— begin Material supplied —
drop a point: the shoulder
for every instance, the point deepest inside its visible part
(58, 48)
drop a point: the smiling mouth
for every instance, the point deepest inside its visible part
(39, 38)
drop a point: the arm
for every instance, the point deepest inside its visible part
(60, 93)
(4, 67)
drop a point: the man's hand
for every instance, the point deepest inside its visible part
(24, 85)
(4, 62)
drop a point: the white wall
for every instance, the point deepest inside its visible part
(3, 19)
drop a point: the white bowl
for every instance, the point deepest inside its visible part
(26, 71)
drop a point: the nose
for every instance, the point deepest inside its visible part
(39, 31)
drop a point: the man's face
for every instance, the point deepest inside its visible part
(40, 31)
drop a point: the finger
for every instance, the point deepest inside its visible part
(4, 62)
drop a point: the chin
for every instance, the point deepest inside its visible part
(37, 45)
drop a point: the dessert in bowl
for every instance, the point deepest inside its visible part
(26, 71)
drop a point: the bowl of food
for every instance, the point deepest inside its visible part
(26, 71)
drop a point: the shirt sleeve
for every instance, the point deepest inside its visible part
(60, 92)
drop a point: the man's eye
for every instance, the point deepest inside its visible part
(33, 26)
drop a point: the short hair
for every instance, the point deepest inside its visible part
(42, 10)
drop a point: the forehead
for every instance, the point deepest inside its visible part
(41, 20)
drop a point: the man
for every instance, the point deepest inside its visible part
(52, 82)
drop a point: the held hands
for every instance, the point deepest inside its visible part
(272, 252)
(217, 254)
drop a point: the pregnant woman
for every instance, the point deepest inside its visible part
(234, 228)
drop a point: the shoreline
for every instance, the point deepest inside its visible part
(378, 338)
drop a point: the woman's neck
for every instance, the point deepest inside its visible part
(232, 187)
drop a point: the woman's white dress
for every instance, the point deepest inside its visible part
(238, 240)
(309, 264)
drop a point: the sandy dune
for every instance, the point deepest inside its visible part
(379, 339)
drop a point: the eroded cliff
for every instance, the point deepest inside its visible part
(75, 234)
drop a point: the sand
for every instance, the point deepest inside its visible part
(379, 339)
— end Material supplied —
— begin Material supplied —
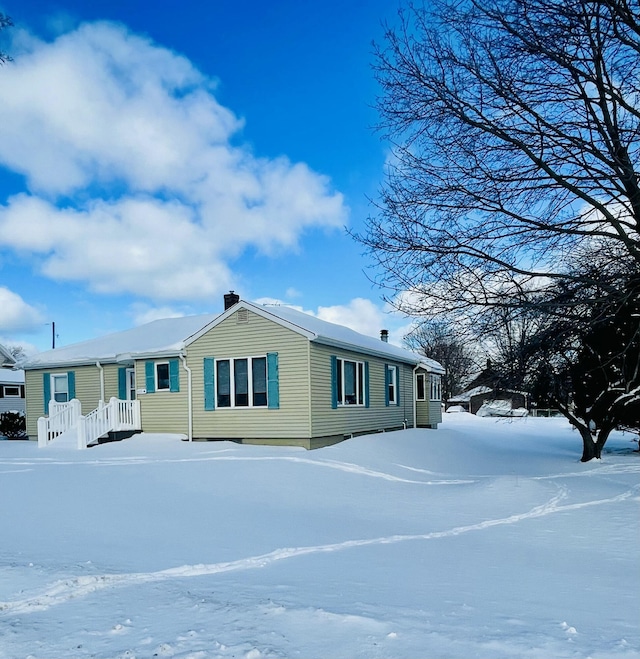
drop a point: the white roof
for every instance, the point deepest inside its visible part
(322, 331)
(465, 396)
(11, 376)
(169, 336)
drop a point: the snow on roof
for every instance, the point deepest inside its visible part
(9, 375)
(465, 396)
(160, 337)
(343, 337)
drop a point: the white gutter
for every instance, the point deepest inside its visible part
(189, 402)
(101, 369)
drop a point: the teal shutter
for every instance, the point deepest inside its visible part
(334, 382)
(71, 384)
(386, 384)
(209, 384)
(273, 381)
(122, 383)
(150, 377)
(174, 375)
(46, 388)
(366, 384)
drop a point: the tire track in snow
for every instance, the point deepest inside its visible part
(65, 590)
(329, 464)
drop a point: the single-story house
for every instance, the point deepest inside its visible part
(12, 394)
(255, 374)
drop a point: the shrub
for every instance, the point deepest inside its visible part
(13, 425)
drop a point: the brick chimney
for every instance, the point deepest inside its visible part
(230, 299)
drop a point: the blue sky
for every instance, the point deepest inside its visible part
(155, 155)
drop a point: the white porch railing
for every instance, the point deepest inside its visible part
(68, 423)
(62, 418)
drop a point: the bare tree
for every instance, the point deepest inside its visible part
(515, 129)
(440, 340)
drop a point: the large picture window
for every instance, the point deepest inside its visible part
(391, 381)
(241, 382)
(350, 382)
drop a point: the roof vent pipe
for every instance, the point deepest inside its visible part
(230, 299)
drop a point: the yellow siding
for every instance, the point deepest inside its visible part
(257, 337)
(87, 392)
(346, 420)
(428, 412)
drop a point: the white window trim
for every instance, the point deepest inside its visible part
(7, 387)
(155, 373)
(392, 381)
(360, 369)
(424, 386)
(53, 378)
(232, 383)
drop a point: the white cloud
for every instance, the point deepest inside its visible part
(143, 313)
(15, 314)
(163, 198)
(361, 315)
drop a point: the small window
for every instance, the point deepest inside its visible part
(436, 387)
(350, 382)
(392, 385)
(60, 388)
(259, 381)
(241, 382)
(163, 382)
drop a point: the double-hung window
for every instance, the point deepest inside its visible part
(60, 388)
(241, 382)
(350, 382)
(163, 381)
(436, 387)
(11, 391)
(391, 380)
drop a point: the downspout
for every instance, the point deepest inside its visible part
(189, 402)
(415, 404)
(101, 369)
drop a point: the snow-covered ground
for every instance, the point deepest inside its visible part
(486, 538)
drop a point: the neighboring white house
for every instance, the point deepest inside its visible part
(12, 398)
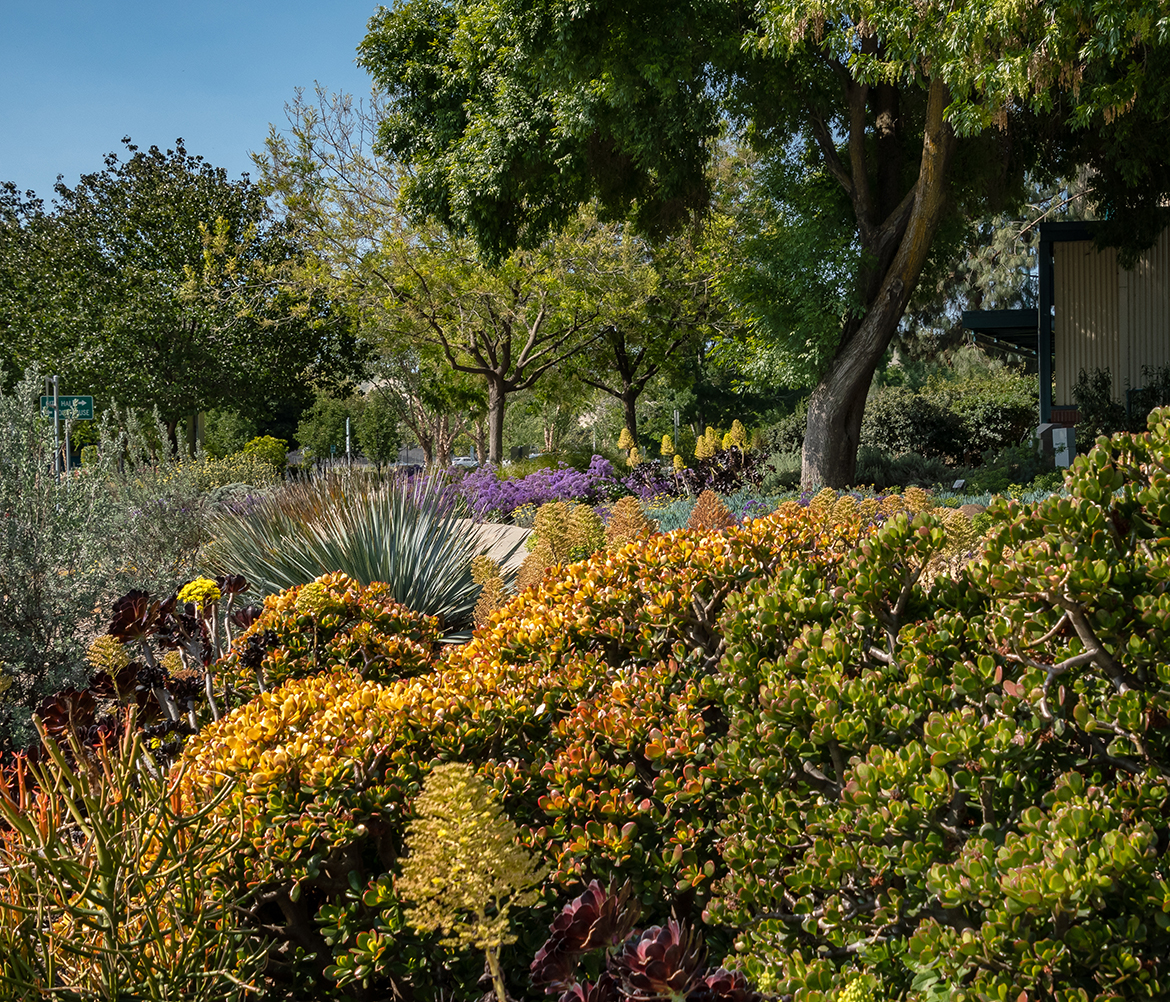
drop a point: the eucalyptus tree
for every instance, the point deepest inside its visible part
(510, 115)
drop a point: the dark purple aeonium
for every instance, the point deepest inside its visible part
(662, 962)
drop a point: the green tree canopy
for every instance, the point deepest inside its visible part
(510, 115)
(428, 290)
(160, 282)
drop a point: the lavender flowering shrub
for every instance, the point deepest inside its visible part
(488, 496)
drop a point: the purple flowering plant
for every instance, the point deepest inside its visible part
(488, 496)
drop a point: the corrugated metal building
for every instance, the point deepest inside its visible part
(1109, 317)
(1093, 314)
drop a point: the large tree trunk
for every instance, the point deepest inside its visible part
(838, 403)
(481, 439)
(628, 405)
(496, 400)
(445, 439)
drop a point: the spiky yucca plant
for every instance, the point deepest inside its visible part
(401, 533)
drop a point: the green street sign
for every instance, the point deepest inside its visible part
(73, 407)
— end Material supplied —
What needs to be done:
Rewrite everything from the line with "drop a point: the yellow siding" down to the line with "(1093, 314)" with "double-hung window" swapped for "sash window" and nothing else changed. Leave the pictures out.

Final result:
drop a point: the yellow siding
for every instance, the point deepest inside its visible part
(257, 337)
(87, 392)
(346, 420)
(428, 412)
drop a point: the white window trim
for every instance, the point deepest inside its visible part
(7, 387)
(155, 373)
(392, 381)
(360, 369)
(424, 386)
(53, 378)
(232, 383)
drop a point: the white cloud
for every instance, the point deepest inside its visible part
(143, 313)
(15, 314)
(163, 198)
(361, 315)
drop a point: the small window
for every instance, the point deepest inside its visible part
(436, 387)
(350, 382)
(392, 385)
(60, 388)
(259, 381)
(241, 382)
(163, 382)
drop a point: the sash window
for every instance, the point deepest inside its visible part
(60, 388)
(241, 382)
(350, 382)
(163, 381)
(436, 387)
(11, 391)
(391, 380)
drop a point: the downspout
for every instance, the point deepest inside its visible part
(189, 402)
(415, 404)
(101, 369)
drop a point: the snow-covered ground
for every instance, the point deepest inside its visible part
(486, 538)
drop a point: the neighboring white house
for every instance, the point deepest inside its visible part
(12, 398)
drop a point: the eucalyptus tree
for every instance, the point deepest inside its visible part
(510, 115)
drop a point: the dark purple aeonium
for every instance, the point deepest inside its visible part
(662, 962)
drop a point: the green tree canopy
for every instance, the point deepest inside its visible part
(510, 115)
(428, 290)
(160, 282)
drop a point: the lavender flowering shrub
for every instance, the point deepest inside its visible part
(488, 496)
drop a point: the purple flowering plant
for every instance, the point deepest inside its visible part
(488, 496)
drop a point: the corrugated metal building
for every instance, the point deepest inside its visible part
(1109, 317)
(1093, 314)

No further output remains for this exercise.